** START OF Material to process **
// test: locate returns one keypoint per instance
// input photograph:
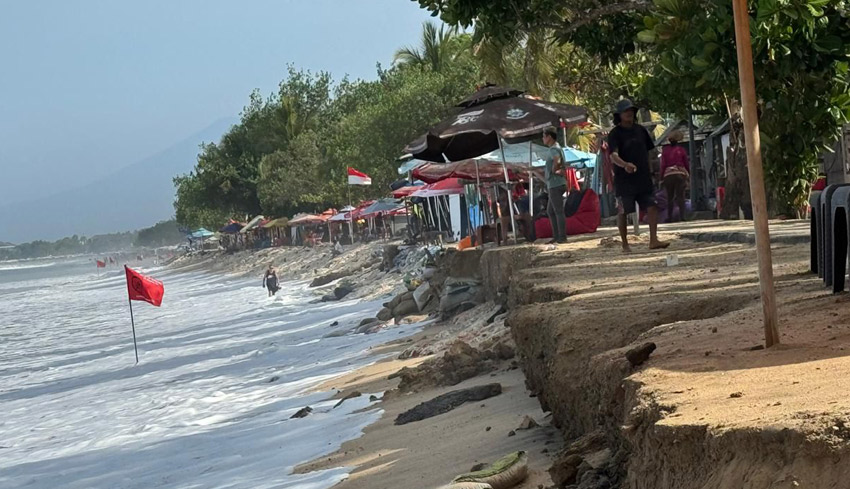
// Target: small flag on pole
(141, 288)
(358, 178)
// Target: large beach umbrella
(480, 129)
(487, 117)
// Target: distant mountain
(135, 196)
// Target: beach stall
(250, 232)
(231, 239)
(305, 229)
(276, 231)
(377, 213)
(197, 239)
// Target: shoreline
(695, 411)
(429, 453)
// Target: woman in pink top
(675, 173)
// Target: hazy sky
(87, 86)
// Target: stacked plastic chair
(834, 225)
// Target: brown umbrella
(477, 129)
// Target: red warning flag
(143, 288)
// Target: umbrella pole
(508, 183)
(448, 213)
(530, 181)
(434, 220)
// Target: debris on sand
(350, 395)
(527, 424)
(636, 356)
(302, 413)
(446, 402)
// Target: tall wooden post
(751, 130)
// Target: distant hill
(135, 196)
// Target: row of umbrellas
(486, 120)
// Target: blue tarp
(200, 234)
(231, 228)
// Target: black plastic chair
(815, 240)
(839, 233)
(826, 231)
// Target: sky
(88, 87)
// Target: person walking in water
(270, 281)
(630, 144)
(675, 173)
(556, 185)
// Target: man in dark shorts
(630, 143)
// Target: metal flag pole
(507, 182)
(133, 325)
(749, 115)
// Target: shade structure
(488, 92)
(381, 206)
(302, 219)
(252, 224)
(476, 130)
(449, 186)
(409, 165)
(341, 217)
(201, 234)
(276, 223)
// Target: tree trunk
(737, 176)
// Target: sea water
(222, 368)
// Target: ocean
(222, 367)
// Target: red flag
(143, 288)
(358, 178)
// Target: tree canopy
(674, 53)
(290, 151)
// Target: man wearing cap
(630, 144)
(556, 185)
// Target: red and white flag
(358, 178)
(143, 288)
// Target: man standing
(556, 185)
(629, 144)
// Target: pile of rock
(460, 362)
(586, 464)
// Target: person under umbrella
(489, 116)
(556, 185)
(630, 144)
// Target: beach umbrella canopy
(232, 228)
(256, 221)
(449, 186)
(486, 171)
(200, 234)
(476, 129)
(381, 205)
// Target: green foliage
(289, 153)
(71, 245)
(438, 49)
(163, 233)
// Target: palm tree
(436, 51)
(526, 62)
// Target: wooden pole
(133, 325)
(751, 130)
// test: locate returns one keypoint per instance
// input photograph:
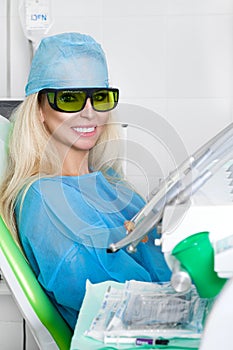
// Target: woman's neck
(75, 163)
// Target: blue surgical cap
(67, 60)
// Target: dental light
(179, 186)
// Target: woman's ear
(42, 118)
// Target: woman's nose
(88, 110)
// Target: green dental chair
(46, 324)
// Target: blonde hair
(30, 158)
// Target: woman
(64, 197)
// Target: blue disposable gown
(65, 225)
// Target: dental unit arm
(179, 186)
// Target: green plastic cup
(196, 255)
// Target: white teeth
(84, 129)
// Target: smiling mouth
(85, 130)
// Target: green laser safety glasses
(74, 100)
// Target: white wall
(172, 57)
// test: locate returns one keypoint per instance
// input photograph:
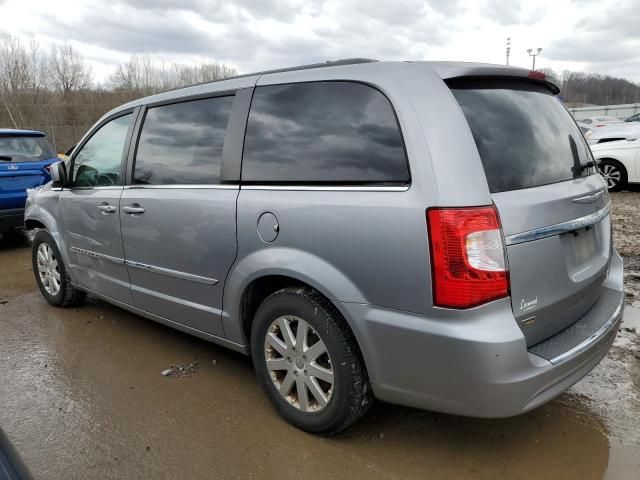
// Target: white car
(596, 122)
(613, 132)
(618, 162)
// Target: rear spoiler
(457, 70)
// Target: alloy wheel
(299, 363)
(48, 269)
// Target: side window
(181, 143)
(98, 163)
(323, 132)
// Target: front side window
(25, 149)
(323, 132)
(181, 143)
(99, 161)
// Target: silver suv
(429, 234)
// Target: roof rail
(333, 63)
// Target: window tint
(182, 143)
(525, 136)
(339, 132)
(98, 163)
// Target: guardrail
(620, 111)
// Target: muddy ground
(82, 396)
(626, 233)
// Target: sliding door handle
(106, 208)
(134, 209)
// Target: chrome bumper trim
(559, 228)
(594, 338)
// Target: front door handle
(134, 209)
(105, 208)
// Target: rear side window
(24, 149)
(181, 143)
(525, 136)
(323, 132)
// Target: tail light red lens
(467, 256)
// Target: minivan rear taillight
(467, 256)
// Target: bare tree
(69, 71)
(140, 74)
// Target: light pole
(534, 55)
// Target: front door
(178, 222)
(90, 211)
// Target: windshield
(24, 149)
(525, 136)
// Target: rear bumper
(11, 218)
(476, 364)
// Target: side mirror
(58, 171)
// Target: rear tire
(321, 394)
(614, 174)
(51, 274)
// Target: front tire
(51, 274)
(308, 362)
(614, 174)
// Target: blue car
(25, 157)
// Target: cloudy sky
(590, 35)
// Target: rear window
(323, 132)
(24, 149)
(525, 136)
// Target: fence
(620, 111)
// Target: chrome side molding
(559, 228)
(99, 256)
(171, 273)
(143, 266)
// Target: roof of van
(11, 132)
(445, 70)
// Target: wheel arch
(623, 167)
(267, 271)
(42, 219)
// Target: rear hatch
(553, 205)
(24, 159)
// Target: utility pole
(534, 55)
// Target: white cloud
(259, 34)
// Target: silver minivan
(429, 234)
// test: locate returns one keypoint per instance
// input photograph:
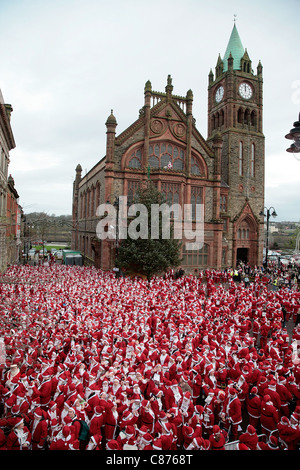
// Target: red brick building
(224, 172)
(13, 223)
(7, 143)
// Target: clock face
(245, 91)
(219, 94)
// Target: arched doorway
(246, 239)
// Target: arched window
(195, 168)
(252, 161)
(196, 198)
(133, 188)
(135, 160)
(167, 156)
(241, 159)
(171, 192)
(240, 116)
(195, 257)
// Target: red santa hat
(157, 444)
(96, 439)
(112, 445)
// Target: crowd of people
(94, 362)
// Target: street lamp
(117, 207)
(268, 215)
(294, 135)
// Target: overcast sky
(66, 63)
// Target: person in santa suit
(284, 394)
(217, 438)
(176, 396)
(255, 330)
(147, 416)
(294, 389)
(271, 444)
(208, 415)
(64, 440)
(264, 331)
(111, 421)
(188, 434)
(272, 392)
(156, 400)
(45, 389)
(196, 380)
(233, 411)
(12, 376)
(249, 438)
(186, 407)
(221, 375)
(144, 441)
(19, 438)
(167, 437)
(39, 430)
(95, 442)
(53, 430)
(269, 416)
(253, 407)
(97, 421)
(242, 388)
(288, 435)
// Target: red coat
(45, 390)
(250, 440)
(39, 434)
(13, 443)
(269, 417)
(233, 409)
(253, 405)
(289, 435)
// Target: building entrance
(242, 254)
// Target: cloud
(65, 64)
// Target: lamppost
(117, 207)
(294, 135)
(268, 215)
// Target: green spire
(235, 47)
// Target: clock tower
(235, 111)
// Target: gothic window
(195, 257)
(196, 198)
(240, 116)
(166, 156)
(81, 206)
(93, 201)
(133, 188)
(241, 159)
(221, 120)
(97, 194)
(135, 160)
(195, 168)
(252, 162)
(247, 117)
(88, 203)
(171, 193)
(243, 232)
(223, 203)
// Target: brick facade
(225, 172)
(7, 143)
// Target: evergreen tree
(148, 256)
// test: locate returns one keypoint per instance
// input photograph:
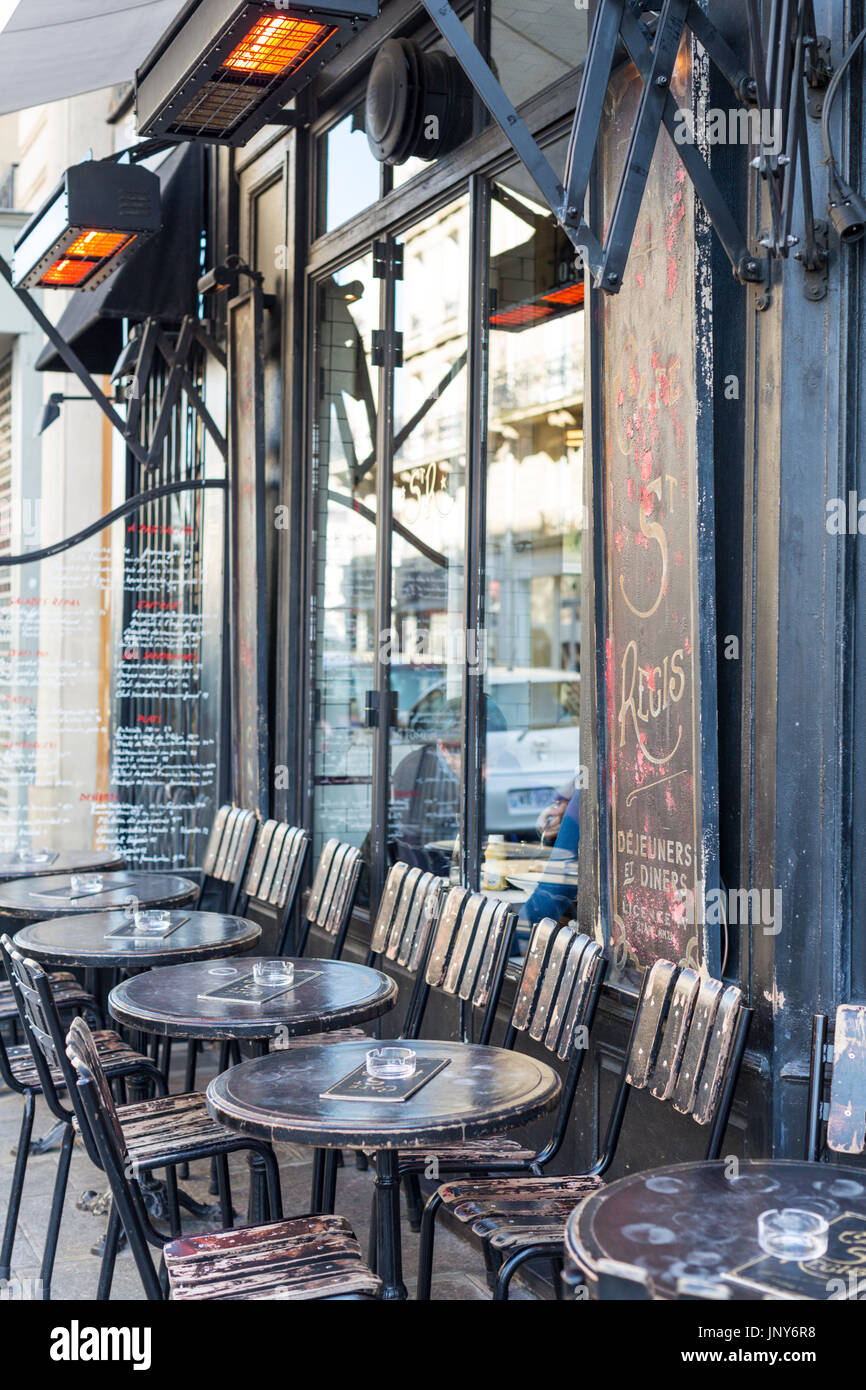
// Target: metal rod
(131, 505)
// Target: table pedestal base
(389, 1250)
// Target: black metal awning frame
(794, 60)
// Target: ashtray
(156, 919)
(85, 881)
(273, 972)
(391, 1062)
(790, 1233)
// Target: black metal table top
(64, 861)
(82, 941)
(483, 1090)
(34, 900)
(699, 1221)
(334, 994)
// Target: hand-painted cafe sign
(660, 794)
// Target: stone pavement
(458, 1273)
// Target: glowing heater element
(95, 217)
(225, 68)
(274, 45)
** END OF Material to process **
— Instructions for the task —
Copy every line of the records above word for word, but omit the pictures from your copy.

— Exercise output —
// test: locate returns one keypoint per instance
// input photograph:
// Target: small flag on pole
(141, 288)
(358, 178)
// Target: large beach umbrella
(480, 129)
(487, 117)
// Target: distant mountain
(135, 196)
// Target: beach stall
(250, 232)
(231, 239)
(305, 229)
(276, 231)
(377, 213)
(197, 239)
// Target: shoreline
(695, 411)
(429, 453)
// Target: woman in pink top
(675, 173)
// Target: hazy sky
(87, 86)
// Target: stacked plastic chair
(834, 225)
// Target: brown umbrella
(477, 129)
// Target: red warning flag
(143, 288)
// Target: umbrella pole
(508, 183)
(448, 213)
(530, 181)
(434, 220)
// Target: debris on sand
(350, 395)
(527, 424)
(636, 356)
(302, 413)
(446, 402)
// Target: tall wooden post
(751, 130)
// Target: distant hill
(135, 196)
// Target: row of umbrellas
(486, 120)
// Target: blue tarp
(200, 234)
(231, 228)
// Target: black plastic chair
(815, 240)
(839, 233)
(826, 231)
// Target: sky
(88, 87)
// Target: person walking in water
(270, 281)
(630, 144)
(675, 173)
(556, 185)
// Target: man in dark shorts
(630, 143)
// Target: metal flag pole
(507, 182)
(133, 325)
(749, 115)
// Target: shade structure
(488, 92)
(381, 206)
(302, 219)
(252, 224)
(476, 130)
(449, 186)
(409, 165)
(341, 217)
(201, 234)
(276, 223)
// Target: tree trunk
(737, 176)
// Target: sea water
(222, 368)
// Target: ocean
(222, 367)
// Target: red flag
(143, 288)
(358, 178)
// Target: tree canopy
(674, 53)
(290, 151)
// Target: man wearing cap
(630, 144)
(556, 185)
// Target: red and white flag
(358, 178)
(143, 288)
// Target: man standing
(556, 185)
(629, 144)
// Target: pile of rock
(460, 362)
(586, 464)
// Target: person under umbrella
(489, 116)
(556, 185)
(630, 144)
// Target: beach umbrella canopy
(232, 228)
(256, 221)
(449, 186)
(486, 171)
(200, 234)
(476, 129)
(381, 205)
// Target: green foliage
(289, 153)
(71, 245)
(438, 49)
(163, 233)
// Target: palm tree
(436, 51)
(526, 62)
// Target: wooden pole
(133, 325)
(751, 130)
// test: locate returns one keypoint per instance
// input photograph:
// Target: woman's neck
(75, 163)
// Target: blue surgical cap
(67, 60)
// Target: dental light
(179, 186)
// Target: woman's ear
(42, 118)
// Target: woman's nose
(88, 110)
// Target: green dental chair
(46, 324)
// Target: blonde hair
(30, 158)
// Target: woman
(64, 197)
// Target: blue disposable gown
(65, 225)
// Target: dental unit arm
(179, 186)
// Target: green plastic cup
(196, 255)
// Target: white teeth
(84, 129)
// Target: smiling mouth
(85, 130)
// Target: green laser safety glasses
(74, 100)
// Target: white wall
(172, 57)
// test: locate returns one keypoint per instance
// input photograph:
// Target: white car
(596, 122)
(613, 132)
(618, 162)
// Target: rear spoiler
(457, 70)
// Target: alloy wheel
(299, 363)
(48, 269)
// Target: side window
(181, 143)
(98, 163)
(323, 132)
// Target: front side window
(25, 149)
(323, 132)
(181, 143)
(99, 161)
// Target: silver suv
(429, 234)
// Target: roof rail
(333, 63)
// Target: window tint
(182, 143)
(525, 136)
(339, 132)
(98, 163)
// Target: guardrail
(620, 111)
// Target: muddy ground
(82, 396)
(626, 233)
// Target: sliding door handle
(106, 208)
(134, 209)
// Target: chrome bumper trim
(559, 228)
(594, 338)
// Target: front door handle
(134, 209)
(105, 208)
// Target: rear side window
(24, 149)
(181, 143)
(525, 136)
(323, 132)
// Target: tail light red lens
(467, 256)
// Target: minivan rear taillight
(467, 256)
// Target: bare tree
(69, 71)
(140, 74)
// Target: light pole
(534, 55)
// Target: front door
(178, 222)
(90, 211)
// Target: windshield
(24, 149)
(525, 136)
// Target: rear bumper
(11, 218)
(476, 364)
// Target: side mirror
(58, 171)
// Target: rear tire
(321, 394)
(614, 174)
(51, 274)
// Target: front tire
(51, 274)
(308, 362)
(614, 174)
// Target: blue car
(25, 157)
// Target: cloudy sky
(590, 35)
// Target: rear window
(323, 132)
(24, 149)
(525, 136)
// Target: fence
(620, 111)
// Target: chrome side molding
(559, 228)
(99, 256)
(171, 273)
(143, 266)
// Target: roof of van
(11, 132)
(445, 70)
// Target: wheel arch
(623, 167)
(267, 271)
(42, 219)
// Target: rear hatch
(553, 205)
(24, 159)
// Target: utility pole
(534, 55)
// Target: white cloud
(259, 34)
// Target: silver minivan
(429, 234)
// test: locate returns one keypoint per instance
// input photograph:
// Target: red brick building
(224, 172)
(13, 223)
(7, 143)
// Target: clock face
(245, 91)
(219, 94)
// Target: arched doorway
(246, 239)
// Target: arched window
(195, 168)
(252, 161)
(196, 198)
(133, 188)
(135, 160)
(167, 156)
(241, 159)
(171, 192)
(240, 116)
(195, 257)
// Target: red santa hat
(157, 444)
(96, 439)
(112, 445)
// Target: crowd of people
(94, 362)
// Target: street lamp
(117, 207)
(268, 215)
(294, 135)
// Target: overcast sky
(66, 63)
// Target: person in santa suit
(284, 394)
(217, 438)
(176, 396)
(255, 330)
(147, 416)
(294, 389)
(271, 444)
(208, 415)
(64, 440)
(264, 331)
(111, 421)
(188, 434)
(272, 392)
(156, 400)
(45, 389)
(196, 380)
(233, 411)
(12, 376)
(249, 438)
(186, 407)
(221, 375)
(144, 441)
(19, 438)
(167, 437)
(39, 430)
(95, 442)
(53, 430)
(269, 416)
(253, 407)
(97, 421)
(242, 388)
(288, 435)
// Target: red coat
(45, 390)
(250, 440)
(39, 434)
(13, 443)
(269, 417)
(233, 409)
(253, 405)
(289, 435)
// Target: building entrance
(242, 254)
// Target: cloud
(65, 64)
// Target: lamppost
(117, 207)
(294, 135)
(268, 215)
// Target: green spire
(235, 47)
// Target: clock tower
(235, 111)
// Target: gothic window
(195, 257)
(196, 198)
(240, 116)
(166, 156)
(81, 206)
(93, 201)
(133, 188)
(241, 159)
(221, 120)
(97, 194)
(135, 160)
(195, 168)
(252, 162)
(247, 117)
(88, 203)
(171, 193)
(243, 232)
(223, 203)
// Target: brick facade
(225, 172)
(7, 143)
// Target: evergreen tree
(148, 256)
// test: locate returns one keypoint per instance
// input photograph:
// Target: metal rod
(131, 505)
// Target: table pedestal base
(389, 1250)
// Target: black metal awning frame
(794, 60)
// Target: ashtray
(156, 919)
(85, 881)
(273, 972)
(391, 1062)
(790, 1233)
// Target: black metal table top
(64, 861)
(82, 941)
(483, 1090)
(34, 900)
(699, 1221)
(334, 994)
// Target: hand-painted cafe sign
(660, 794)
// Target: stone pavement
(458, 1273)
// Target: glowing heater element
(95, 217)
(225, 68)
(274, 45)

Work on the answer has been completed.